What is needed: Format the data below as a numbered list, one line per number, leaving out any blank lines.

++++ Dataset records

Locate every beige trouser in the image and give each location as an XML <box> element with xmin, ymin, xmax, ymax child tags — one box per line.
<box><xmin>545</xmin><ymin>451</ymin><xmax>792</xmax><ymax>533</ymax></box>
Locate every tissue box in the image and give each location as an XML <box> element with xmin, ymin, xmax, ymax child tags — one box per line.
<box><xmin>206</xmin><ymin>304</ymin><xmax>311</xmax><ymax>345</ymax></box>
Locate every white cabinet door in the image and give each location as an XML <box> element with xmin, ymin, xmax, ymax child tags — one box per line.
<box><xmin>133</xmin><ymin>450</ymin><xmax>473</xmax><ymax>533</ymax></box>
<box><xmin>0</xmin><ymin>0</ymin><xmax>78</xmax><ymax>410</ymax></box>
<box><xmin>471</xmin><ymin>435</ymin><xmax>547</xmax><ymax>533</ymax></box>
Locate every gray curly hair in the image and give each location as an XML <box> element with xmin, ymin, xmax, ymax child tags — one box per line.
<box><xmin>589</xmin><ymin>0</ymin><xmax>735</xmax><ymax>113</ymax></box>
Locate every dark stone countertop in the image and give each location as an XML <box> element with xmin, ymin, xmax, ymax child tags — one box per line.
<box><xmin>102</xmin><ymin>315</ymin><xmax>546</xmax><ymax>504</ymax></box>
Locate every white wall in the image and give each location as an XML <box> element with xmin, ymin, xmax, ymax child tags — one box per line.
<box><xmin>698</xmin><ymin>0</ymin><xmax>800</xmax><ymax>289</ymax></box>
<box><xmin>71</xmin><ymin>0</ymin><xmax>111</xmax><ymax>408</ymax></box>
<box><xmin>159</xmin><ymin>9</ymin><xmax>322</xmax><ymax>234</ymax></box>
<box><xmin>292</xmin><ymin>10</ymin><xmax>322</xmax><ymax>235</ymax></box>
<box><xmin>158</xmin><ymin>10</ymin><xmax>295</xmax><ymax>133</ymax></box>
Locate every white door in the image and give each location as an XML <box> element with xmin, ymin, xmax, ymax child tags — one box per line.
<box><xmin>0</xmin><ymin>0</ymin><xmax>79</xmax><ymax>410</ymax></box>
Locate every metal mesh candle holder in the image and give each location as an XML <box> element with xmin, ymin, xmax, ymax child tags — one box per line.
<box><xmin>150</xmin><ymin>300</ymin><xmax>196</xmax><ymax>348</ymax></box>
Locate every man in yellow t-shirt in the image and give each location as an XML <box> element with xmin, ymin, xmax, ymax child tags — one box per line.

++++++++

Complete response:
1. Locate every beige trouser in the image and give each location as an XML <box> element with xmin, ymin, xmax, ymax child tags — one box per line.
2. <box><xmin>545</xmin><ymin>451</ymin><xmax>792</xmax><ymax>533</ymax></box>
3. Locate every tissue box in the image and give each location as an XML <box> element with xmin, ymin, xmax, ymax child tags — one box per line.
4. <box><xmin>206</xmin><ymin>304</ymin><xmax>311</xmax><ymax>345</ymax></box>
5. Locate every white cabinet door in the image and give each location as an XML <box> element with xmin, ymin, xmax, ymax child tags — one box per line.
6. <box><xmin>133</xmin><ymin>450</ymin><xmax>473</xmax><ymax>533</ymax></box>
7. <box><xmin>0</xmin><ymin>0</ymin><xmax>78</xmax><ymax>410</ymax></box>
8. <box><xmin>471</xmin><ymin>435</ymin><xmax>547</xmax><ymax>533</ymax></box>
9. Locate every gray curly hair in the image and give each location as an XML <box> element with xmin, ymin, xmax, ymax child tags — one box per line.
10. <box><xmin>589</xmin><ymin>0</ymin><xmax>735</xmax><ymax>113</ymax></box>
11. Locate every dark stone countertop in the image and give each location as an XML <box> element with xmin, ymin, xmax, ymax child tags — one box per line.
12. <box><xmin>102</xmin><ymin>315</ymin><xmax>546</xmax><ymax>504</ymax></box>
13. Locate every white wall in the image and give each location as an XML <box> element with xmin, ymin, xmax, ymax child tags — one box per line.
14. <box><xmin>698</xmin><ymin>0</ymin><xmax>800</xmax><ymax>289</ymax></box>
15. <box><xmin>71</xmin><ymin>0</ymin><xmax>111</xmax><ymax>408</ymax></box>
16. <box><xmin>159</xmin><ymin>9</ymin><xmax>322</xmax><ymax>234</ymax></box>
17. <box><xmin>292</xmin><ymin>10</ymin><xmax>322</xmax><ymax>235</ymax></box>
18. <box><xmin>158</xmin><ymin>10</ymin><xmax>295</xmax><ymax>133</ymax></box>
19. Locate every white door in the image and give each location as an XML <box> element with xmin, ymin, xmax, ymax child tags — one box per line.
20. <box><xmin>0</xmin><ymin>0</ymin><xmax>79</xmax><ymax>410</ymax></box>
21. Locate every metal mesh candle holder in the image and give each location as an XML <box> element with xmin, ymin, xmax, ymax child tags — one box per line.
22. <box><xmin>150</xmin><ymin>300</ymin><xmax>196</xmax><ymax>348</ymax></box>
23. Locate every man in yellow t-shirt in the image and give each location as an XML <box> element with xmin, ymin, xmax, ymax child tags — one box per line.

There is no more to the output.